» **Task brief**
Render the lines of the data from the one containing "on the dark" through the final line, inclusive, as a JSON list of strings with one string per line and blank lines omitted.

::::::::::

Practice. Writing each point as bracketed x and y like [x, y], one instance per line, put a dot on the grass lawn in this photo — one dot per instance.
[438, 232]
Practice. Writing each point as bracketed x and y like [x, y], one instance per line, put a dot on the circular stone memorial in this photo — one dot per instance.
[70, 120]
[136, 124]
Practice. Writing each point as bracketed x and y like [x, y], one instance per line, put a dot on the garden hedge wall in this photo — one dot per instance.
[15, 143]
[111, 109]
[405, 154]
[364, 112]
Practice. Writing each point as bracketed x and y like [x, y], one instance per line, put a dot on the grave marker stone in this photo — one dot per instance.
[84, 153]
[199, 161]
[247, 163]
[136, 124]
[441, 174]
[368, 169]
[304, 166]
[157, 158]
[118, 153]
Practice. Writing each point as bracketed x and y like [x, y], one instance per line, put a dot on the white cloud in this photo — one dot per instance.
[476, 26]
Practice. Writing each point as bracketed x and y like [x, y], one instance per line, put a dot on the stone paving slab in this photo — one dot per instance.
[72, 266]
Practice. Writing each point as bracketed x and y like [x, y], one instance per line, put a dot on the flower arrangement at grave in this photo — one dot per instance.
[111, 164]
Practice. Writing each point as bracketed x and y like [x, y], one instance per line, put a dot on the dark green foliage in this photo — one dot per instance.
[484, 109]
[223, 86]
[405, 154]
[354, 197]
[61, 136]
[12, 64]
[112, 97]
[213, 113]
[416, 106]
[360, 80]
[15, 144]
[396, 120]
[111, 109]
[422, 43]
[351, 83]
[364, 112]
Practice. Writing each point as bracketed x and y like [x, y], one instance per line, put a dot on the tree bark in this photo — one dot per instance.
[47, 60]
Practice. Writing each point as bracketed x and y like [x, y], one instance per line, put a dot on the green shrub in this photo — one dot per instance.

::::::::::

» **Worked answer**
[
  "Practice. Writing each point as bracketed x and y like [x, y], one instance per line, put a dot on the dark green foliage in this photo — one dot per instance.",
  "[484, 109]",
  "[223, 86]",
  "[405, 154]",
  "[354, 197]",
  "[61, 136]",
  "[12, 64]",
  "[112, 97]",
  "[213, 113]",
  "[416, 106]",
  "[360, 80]",
  "[15, 144]",
  "[396, 120]",
  "[111, 109]",
  "[422, 43]",
  "[351, 83]",
  "[364, 112]",
  "Practice. Writing each point as bracketed x and y like [x, y], one instance per line, put a dot on the tree bark in this photo — one dot per instance.",
  "[47, 60]",
  "Practice. Writing each point as bracketed x and y like [x, y], one instance per line, put a dot on the green shrub in this photo — one dot per instance."
]